§ **TEXTO DO DOCUMENTO**:
########

Mas não é a primeira vez na história, que os marxistas foram confrontados com uma situação como esta. Nem Marx e nem Engels acreditavam que o movimento da classe trabalhadora desenvolveria sozinho uma consciência de classe independente ou socialista pela agitação, propaganda ou mesmo se apropriaria de suas poderosas idéias teóricas. Marx argumentava que a experiência seria a principal professora da classe trabalhadora, combinada com as idéias do socialismo científico. Foi por esta razão que Marx, apesar de nunca diluir seus valiosos esforços teóricos, empenhou-se em unificar na ação as díspares forças da classe trabalhadora por meio da construção da I Internacional.

I Internacional

Os marxistas juntaram-se com os sindicalistas ingleses e até mesmo com os anarquistas no trabalho da Internacional. Marx sempre partiu do nível existente de organização e de consciência da classe trabalhadora, buscando, por meio de sua importante intervenção conduzi-la para um patamar superior.

A I Internacional cumpriu esta tarefa colossal, mas, após a derrota da Comuna de Paris e da tentativa de sabotagem e divisão por parte dos anarquistas liderados por Bakunin, a I Internacional esgotou sua missão histórica e foi terminada. Porém, esta experiência foi vital na preparação do solo para a II Internacional, com o desenvolvimento dos partidos de massas, a aceitação do socialismo, etc.

Engels e o Partido Trabalhista

A mesma abordagem básica de Marx foi adotada por Engels no fim do século XIX, na Inglaterra, durante o “prolongado inverno” da classe trabalhadora. Ele pacientemente divulgou a idéia de um “partido independente do povo trabalhador” em oposição às forças socialistas e mesmo “marxistas” de sua época. Ele não se associou à Federação Social-Democrata que aderiu formalmente ao “socialismo científico” e que chegou a ter mais de 10 mil membros, mas que adotou uma atitude sectária e de ultimato em relação às outras forças e particularmente quanto à idéia de unidade para criar um partido independente da classe trabalhadora. Não houve maior teórico no movimento dos trabalhadores do que Engels, que historicamente ficou atrás apenas do próprio Marx, e ele insistiu que, dado o nível existente de consciência e de organização política da classe trabalhadora inglesa, um “verdadeiro passo em frente” valeria mais do que vários programas. Este era o claro reconhecimento, confirmado posteriormente pelo desenvolvimento do próprio e massivo Partido Trabalhista, de que uma organização marxista “pura” na Inglaterra com raízes nas massas não se desenvolveria sem o conjunto da classe trabalhadora passar pela experiência de um partido independente “próprio”.

########

§ **INSTRUÇÃO 1**: Transcreva do texto do documento o trecho que começa nas palavras "Os marxistas juntaram-se" e para depois de "um patamar superior.".
§ **INSTRUÇÃO 2**: Segundo o texto do documento, quantos membros a Federação Social-Democrata chegou a ter?

§ **ITENS**:

########

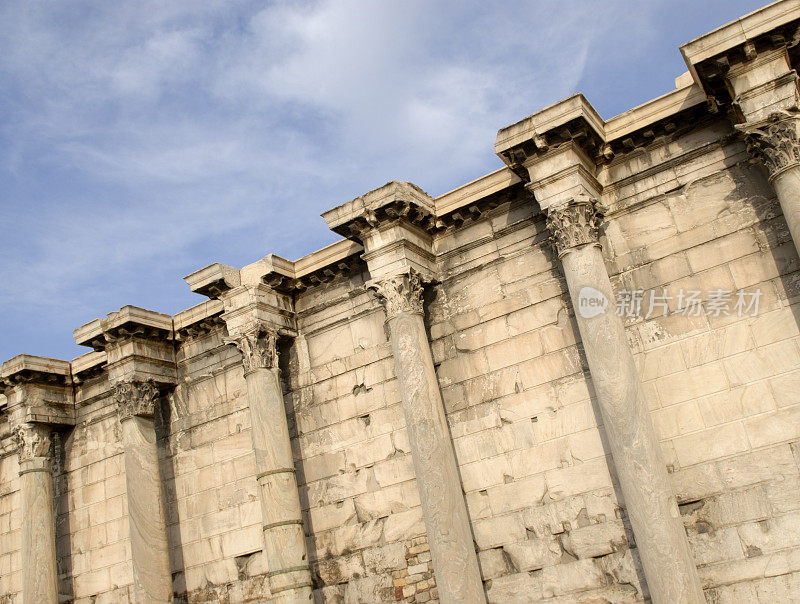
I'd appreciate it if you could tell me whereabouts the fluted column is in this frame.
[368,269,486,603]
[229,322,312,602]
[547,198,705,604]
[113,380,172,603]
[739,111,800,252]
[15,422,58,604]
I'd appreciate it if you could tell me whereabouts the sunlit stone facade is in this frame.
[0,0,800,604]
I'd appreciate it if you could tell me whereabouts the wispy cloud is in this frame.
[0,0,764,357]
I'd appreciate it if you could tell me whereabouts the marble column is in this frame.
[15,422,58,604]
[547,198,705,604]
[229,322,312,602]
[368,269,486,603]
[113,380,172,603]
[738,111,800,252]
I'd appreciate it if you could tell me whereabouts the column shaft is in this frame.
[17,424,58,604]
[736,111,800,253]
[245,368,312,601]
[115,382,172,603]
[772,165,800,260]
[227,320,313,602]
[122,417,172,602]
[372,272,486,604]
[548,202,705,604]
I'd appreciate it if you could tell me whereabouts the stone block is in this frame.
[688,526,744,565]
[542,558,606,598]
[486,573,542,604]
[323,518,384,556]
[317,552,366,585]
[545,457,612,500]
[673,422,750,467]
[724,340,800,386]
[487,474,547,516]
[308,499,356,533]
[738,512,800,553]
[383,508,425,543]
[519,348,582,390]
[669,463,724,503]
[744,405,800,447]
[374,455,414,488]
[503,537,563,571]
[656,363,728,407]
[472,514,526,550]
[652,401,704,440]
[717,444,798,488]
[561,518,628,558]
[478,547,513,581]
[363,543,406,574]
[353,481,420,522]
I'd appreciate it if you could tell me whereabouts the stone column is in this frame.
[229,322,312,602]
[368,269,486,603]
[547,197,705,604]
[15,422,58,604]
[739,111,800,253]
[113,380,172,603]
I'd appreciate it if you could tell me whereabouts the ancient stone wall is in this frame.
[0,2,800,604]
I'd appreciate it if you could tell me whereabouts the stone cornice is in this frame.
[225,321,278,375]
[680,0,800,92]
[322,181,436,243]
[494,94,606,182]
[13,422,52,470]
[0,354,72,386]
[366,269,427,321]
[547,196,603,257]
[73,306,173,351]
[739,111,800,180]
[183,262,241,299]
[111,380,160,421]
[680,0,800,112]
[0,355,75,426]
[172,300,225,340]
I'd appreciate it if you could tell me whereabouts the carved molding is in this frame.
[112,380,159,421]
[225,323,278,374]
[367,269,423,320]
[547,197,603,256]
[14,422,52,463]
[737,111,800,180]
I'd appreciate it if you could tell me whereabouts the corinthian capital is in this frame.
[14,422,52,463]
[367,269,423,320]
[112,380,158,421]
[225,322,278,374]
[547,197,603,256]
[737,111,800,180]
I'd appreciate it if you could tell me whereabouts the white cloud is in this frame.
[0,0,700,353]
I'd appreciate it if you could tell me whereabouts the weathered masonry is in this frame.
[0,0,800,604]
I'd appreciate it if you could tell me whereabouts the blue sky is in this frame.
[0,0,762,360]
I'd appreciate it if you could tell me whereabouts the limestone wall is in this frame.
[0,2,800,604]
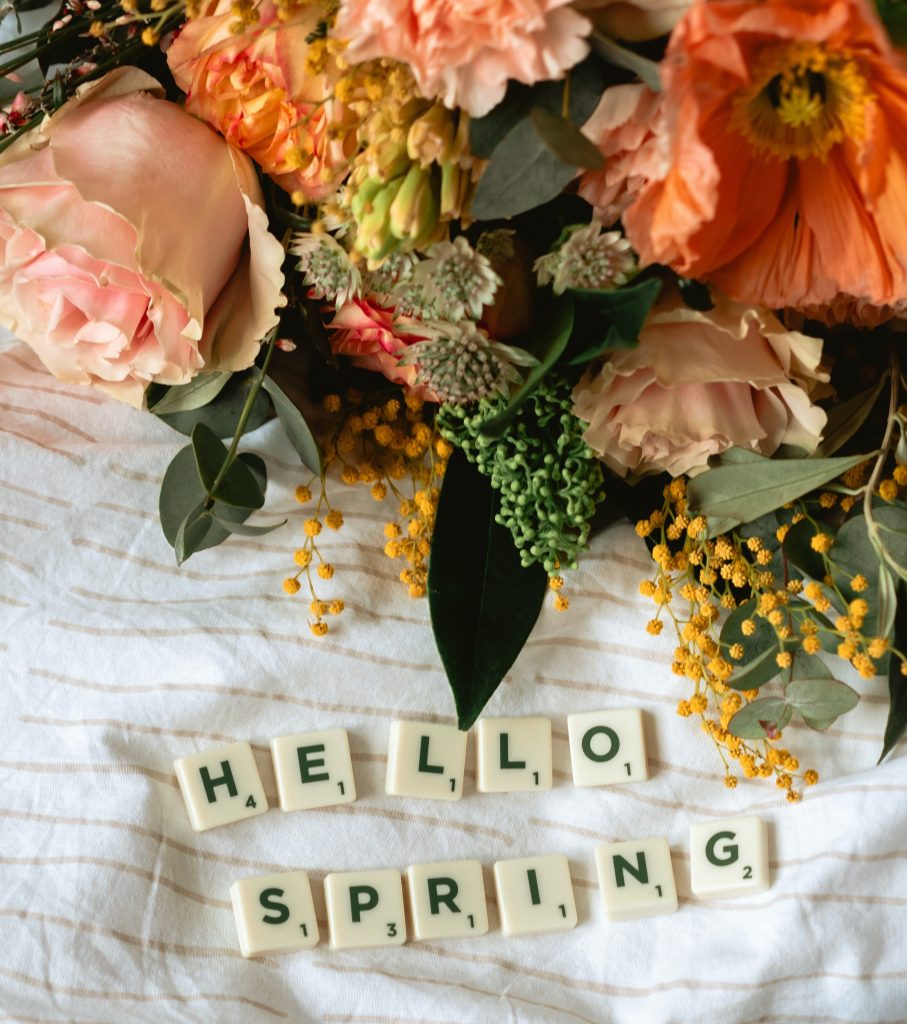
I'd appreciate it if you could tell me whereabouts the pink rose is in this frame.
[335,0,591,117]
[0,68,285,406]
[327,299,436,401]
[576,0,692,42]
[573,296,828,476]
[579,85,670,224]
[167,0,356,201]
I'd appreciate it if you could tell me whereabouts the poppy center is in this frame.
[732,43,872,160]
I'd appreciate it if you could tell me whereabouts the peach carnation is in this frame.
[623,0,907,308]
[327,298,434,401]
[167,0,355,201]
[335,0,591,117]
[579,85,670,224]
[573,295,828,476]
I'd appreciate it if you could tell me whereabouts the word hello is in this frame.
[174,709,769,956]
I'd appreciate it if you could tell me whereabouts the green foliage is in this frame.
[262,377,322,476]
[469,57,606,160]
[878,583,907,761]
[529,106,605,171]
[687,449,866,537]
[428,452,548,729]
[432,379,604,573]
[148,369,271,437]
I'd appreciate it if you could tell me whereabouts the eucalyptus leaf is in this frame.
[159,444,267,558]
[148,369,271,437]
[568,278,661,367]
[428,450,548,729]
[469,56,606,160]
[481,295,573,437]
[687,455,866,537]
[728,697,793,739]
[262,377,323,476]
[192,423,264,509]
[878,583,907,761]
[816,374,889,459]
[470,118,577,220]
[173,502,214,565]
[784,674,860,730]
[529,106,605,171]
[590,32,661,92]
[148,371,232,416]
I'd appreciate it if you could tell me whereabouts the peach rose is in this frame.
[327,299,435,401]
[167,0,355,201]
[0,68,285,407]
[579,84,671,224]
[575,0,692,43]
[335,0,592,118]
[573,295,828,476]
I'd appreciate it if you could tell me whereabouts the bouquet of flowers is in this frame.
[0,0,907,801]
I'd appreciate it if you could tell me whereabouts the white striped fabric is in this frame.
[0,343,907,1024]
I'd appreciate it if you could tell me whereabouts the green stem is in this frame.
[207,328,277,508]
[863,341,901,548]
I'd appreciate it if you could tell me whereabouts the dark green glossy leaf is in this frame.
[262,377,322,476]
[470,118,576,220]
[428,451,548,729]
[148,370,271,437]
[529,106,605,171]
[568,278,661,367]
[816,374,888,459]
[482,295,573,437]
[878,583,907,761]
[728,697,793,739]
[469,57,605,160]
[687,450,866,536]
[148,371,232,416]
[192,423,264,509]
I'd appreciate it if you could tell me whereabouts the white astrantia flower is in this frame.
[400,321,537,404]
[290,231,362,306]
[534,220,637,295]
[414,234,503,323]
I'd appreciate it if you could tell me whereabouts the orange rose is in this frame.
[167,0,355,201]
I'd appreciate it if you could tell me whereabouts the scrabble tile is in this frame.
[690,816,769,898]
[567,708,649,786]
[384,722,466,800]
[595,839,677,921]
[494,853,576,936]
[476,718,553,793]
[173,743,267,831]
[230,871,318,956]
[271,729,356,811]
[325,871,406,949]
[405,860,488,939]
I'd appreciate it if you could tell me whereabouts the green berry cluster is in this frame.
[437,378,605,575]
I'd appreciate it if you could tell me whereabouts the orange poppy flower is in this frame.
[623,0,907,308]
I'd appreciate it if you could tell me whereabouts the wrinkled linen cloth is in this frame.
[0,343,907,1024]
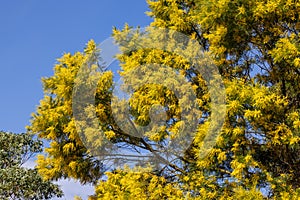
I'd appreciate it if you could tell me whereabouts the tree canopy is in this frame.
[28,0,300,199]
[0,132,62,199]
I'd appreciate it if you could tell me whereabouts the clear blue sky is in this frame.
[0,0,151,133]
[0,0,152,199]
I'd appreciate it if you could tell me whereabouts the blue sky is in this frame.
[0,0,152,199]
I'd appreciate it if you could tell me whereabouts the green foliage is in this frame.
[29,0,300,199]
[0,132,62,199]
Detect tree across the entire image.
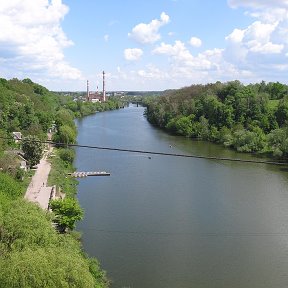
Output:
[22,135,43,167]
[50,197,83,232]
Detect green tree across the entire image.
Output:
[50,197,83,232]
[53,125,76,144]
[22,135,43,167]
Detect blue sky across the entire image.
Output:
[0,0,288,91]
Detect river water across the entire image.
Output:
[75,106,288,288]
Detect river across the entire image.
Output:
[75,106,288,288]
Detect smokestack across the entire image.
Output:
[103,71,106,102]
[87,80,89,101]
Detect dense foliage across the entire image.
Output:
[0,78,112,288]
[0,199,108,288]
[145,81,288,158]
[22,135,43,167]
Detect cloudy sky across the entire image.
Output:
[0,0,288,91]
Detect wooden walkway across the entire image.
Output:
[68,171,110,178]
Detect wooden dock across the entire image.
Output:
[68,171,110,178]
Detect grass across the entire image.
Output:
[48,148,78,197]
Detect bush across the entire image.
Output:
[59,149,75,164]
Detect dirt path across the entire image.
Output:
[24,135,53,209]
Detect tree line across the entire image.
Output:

########

§ **RESPOSTA 1**:
Os marxistas juntaram-se com os sindicalistas ingleses e até mesmo com os anarquistas no trabalho da Internacional. Marx sempre partiu do nível existente de organização e de consciência da classe trabalhadora, buscando, por meio de sua importante intervenção conduzi-la para um patamar superior.

§ **RESPOSTA 2**: Mais de 10 mil membros.